*** Opening of Reading passage ***
Career Connect and Youth Employment UK have released this joint press release exploring the ways Kickstart can better support young people.
Kickstart is a new Department for Work and Pensions (DWP) scheme which plans to provide £2 Billion in funding to employers to create new job placements for 16-24 year olds on Universal Credit who are at risk of long-term unemployment. Kickstart has been created as part of the Governments’ HM Treasury – Plan for Jobs (2020) initiative to boost job creation in the UK and support the country’s recovery from the coronavirus outbreak. This is essential as young people were the most likely to have been furloughed (24%), lost their job (9%) or lost hours (2%) compared to any other age group (Resolution Foundation, 2020).
The latest Labour Market Statistics released on 23rd March show that long term youth unemployment has risen by 40% to 215,000 young people out of work for six months or more. This is a cause for concern as the evidence shows a long-term scarring impact on people who experience long term unemployment in their youth.
*** Close of Reading passage ***
*** Opening of Data extract ***
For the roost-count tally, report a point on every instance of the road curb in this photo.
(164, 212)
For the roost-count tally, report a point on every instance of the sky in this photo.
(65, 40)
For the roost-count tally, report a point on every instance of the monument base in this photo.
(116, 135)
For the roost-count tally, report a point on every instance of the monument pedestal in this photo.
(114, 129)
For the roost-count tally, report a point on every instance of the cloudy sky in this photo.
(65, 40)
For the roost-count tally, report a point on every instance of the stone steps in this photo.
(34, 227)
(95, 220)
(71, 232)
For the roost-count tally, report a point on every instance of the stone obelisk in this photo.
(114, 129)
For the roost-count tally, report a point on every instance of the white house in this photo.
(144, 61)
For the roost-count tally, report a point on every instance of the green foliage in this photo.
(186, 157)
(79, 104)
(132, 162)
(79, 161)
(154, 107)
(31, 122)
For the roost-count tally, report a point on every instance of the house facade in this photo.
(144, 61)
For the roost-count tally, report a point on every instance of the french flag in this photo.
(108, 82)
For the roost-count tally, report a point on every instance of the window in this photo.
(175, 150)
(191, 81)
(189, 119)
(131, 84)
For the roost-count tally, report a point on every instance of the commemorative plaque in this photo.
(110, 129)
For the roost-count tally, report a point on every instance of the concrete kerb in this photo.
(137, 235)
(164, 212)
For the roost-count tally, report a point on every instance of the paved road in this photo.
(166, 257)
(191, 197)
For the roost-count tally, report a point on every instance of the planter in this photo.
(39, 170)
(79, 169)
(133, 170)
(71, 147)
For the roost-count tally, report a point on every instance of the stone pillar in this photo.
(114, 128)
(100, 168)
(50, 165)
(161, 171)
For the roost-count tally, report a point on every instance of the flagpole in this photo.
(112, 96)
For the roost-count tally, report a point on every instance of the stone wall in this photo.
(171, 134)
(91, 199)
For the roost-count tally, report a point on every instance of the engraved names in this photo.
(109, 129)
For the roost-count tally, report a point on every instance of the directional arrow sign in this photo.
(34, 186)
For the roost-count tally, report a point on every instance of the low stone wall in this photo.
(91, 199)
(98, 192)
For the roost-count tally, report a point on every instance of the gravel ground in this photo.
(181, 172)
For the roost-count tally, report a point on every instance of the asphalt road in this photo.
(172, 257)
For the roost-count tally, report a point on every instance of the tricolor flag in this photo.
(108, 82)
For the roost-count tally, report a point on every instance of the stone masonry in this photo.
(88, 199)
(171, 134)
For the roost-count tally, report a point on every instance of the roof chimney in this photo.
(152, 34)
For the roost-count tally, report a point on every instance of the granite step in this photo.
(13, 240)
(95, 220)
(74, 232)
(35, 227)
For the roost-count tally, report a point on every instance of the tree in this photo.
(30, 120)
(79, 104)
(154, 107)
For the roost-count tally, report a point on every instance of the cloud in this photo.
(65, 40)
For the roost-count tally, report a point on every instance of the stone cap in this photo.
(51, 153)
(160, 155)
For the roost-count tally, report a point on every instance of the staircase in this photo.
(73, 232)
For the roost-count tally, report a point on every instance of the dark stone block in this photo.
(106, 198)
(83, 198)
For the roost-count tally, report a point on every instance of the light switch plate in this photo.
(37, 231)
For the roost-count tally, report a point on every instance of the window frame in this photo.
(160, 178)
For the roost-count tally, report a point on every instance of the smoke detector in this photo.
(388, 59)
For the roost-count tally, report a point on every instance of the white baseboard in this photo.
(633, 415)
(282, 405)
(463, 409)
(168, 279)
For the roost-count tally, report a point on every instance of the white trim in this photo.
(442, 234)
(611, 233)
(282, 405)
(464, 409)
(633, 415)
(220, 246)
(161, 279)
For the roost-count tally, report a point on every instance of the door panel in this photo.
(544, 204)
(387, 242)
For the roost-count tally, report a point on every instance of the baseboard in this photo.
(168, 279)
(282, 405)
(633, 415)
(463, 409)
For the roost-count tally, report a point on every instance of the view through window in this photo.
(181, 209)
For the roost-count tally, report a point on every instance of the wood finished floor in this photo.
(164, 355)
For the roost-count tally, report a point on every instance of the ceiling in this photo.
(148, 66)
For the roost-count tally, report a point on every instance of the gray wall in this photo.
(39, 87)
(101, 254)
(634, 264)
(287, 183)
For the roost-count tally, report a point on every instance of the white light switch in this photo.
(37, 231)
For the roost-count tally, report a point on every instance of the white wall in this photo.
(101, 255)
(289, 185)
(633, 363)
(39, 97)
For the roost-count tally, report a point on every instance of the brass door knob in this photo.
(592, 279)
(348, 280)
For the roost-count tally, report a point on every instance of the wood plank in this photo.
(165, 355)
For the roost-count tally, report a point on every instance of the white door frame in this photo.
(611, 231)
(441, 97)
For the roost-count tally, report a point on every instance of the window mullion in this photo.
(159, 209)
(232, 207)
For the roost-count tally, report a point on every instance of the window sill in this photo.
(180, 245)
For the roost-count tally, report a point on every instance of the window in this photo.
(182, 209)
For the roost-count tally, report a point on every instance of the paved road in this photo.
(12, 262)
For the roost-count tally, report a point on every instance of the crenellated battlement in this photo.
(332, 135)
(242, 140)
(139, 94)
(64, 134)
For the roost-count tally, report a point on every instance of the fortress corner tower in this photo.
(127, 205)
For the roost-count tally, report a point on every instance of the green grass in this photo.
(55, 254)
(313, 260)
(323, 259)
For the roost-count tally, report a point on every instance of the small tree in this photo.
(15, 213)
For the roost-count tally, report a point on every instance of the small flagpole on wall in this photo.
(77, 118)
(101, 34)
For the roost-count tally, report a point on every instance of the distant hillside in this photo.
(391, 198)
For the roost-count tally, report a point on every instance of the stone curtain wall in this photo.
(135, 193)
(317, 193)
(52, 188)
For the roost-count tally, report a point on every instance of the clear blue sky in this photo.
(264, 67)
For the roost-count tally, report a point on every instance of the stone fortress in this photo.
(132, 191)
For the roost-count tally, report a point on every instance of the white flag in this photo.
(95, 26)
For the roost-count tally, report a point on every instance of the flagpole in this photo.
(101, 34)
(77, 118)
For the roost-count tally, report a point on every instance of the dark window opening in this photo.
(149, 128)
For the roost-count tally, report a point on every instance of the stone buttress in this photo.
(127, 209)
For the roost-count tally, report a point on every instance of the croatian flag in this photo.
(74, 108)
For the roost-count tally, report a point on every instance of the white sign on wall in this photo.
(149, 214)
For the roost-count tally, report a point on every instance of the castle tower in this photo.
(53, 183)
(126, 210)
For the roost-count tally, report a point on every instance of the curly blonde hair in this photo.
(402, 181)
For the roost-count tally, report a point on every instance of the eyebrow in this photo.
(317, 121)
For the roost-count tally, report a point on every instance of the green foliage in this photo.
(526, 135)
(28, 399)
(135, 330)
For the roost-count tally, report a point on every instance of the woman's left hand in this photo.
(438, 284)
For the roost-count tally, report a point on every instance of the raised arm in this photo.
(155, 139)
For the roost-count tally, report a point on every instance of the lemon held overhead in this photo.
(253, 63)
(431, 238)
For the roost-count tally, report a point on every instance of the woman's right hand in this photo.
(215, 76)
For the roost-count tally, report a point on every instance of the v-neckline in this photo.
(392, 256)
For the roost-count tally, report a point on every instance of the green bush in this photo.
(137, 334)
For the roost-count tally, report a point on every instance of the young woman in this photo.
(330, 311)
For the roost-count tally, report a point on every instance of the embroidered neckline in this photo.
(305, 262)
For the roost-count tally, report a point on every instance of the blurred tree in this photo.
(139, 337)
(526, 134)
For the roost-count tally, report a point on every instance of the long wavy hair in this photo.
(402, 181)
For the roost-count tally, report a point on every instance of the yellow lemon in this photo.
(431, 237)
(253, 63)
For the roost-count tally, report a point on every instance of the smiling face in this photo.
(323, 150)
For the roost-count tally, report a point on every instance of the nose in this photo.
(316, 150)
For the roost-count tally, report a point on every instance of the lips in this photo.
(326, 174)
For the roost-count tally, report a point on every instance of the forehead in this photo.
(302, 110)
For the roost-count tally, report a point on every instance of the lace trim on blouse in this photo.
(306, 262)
*** Close of Data extract ***
In the Kickstart press release, how much did long-term youth unemployment rise, according to the Labour Market Statistics released on 23rd March?

● **Your solution**:
It rose by 40%, to 215,000 young people out of work for six months or more.